[WHAT YOU SHOULD DO]
Any picture must be dropped, but each line of the data should be duplicated exactly.

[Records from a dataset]

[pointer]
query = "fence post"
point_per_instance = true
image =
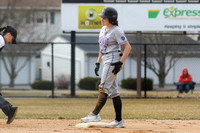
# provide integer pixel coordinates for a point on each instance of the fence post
(73, 44)
(52, 70)
(139, 64)
(145, 71)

[ANSWER SPACE]
[pointer]
query = "fence post"
point_per_instance = true
image =
# provide integer pixel coordinates for a point on each instance of the fence post
(73, 44)
(52, 70)
(139, 64)
(145, 71)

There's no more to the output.